-- INFORMATION SUPPLIED follows --

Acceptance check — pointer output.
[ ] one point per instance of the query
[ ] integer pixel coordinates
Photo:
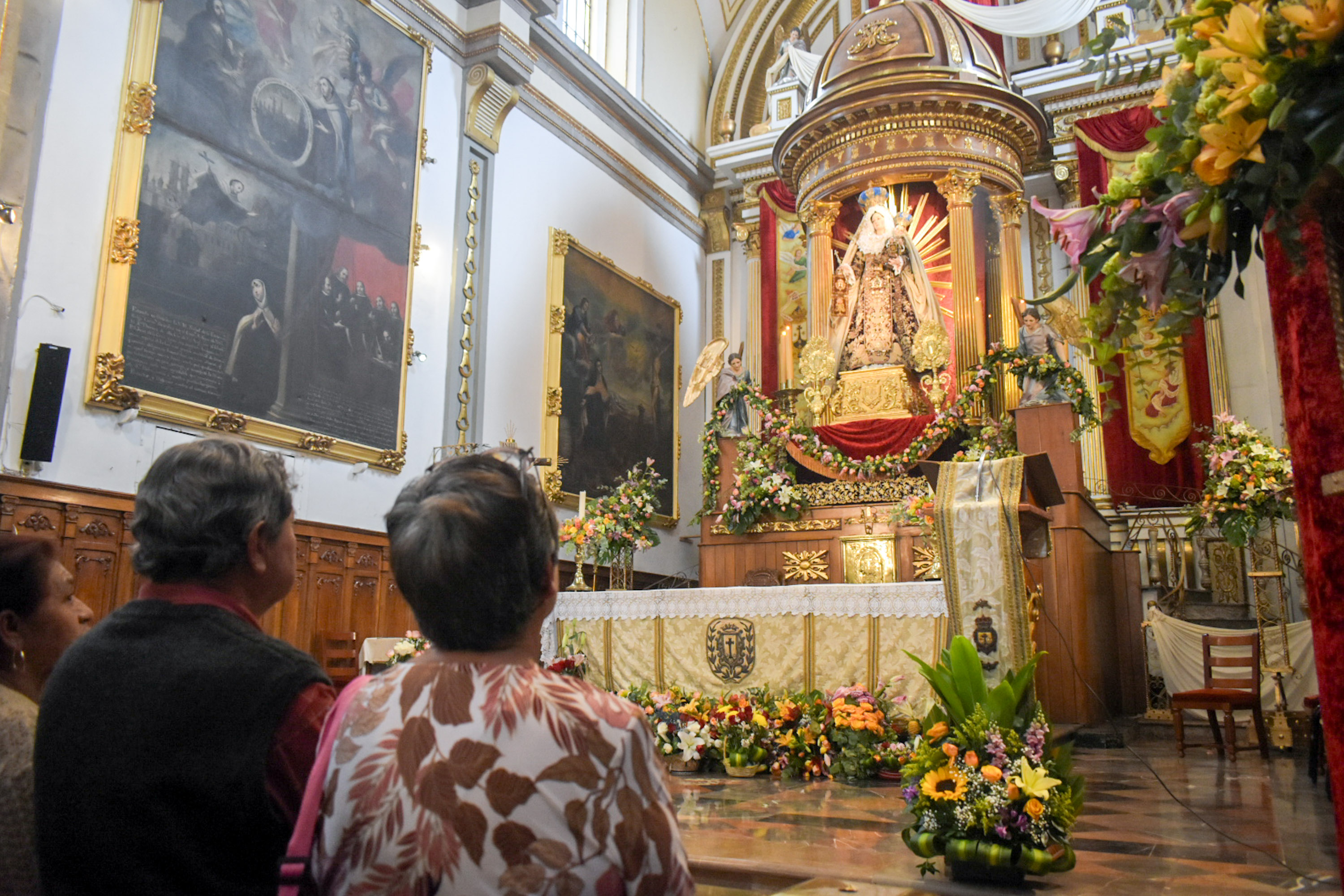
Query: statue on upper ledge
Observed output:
(793, 58)
(883, 308)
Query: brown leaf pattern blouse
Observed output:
(496, 778)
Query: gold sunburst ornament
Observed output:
(804, 566)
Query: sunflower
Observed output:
(944, 784)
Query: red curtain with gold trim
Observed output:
(1310, 360)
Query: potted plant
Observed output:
(987, 788)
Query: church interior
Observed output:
(858, 346)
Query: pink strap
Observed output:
(293, 867)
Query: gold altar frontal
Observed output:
(722, 640)
(873, 394)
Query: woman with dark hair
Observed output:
(472, 769)
(39, 618)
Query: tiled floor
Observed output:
(1132, 837)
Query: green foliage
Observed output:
(960, 683)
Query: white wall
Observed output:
(676, 66)
(62, 264)
(541, 183)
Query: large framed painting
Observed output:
(261, 233)
(612, 377)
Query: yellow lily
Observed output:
(1034, 782)
(1234, 140)
(1242, 80)
(1244, 35)
(1318, 19)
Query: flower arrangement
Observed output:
(984, 784)
(1250, 116)
(1249, 481)
(413, 645)
(623, 519)
(764, 480)
(807, 735)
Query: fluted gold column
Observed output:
(1008, 210)
(820, 218)
(959, 187)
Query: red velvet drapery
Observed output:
(1129, 471)
(785, 201)
(874, 438)
(1314, 416)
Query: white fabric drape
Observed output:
(1180, 649)
(1026, 19)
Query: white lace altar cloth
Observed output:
(820, 600)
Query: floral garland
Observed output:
(1249, 481)
(764, 481)
(1250, 116)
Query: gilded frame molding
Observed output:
(120, 238)
(560, 246)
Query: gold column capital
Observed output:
(750, 238)
(820, 215)
(1008, 209)
(959, 186)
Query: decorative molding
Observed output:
(468, 316)
(140, 108)
(804, 566)
(959, 187)
(226, 421)
(717, 299)
(393, 461)
(570, 129)
(125, 241)
(781, 526)
(490, 101)
(839, 493)
(108, 371)
(316, 444)
(417, 245)
(38, 522)
(96, 530)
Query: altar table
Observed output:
(795, 637)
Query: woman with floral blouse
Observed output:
(471, 769)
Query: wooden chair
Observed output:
(1238, 692)
(338, 653)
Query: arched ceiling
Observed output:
(749, 49)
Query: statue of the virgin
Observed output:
(883, 309)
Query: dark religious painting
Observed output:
(617, 375)
(276, 209)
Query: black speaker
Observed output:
(49, 385)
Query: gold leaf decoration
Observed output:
(804, 566)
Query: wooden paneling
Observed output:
(342, 582)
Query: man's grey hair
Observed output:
(198, 504)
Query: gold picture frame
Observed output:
(870, 559)
(631, 348)
(293, 105)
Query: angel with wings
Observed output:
(793, 57)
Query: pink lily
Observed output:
(1172, 214)
(1072, 227)
(1148, 270)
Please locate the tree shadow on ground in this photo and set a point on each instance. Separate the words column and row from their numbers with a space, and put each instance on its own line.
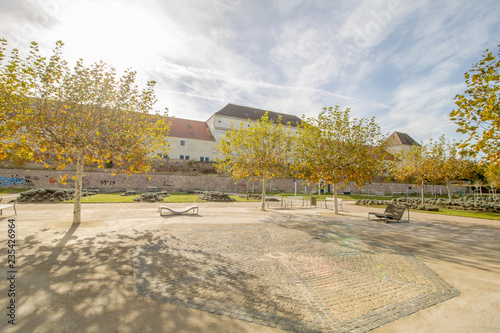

-- INFORMATION SUPPLIED concluded --

:: WHAT THE EXERCISE ASKS ::
Filter the data above by the word "molding" and copy every line that matches.

:: EXERCISE ANSWER ::
Query: gilded frame molding
Query: decorative molding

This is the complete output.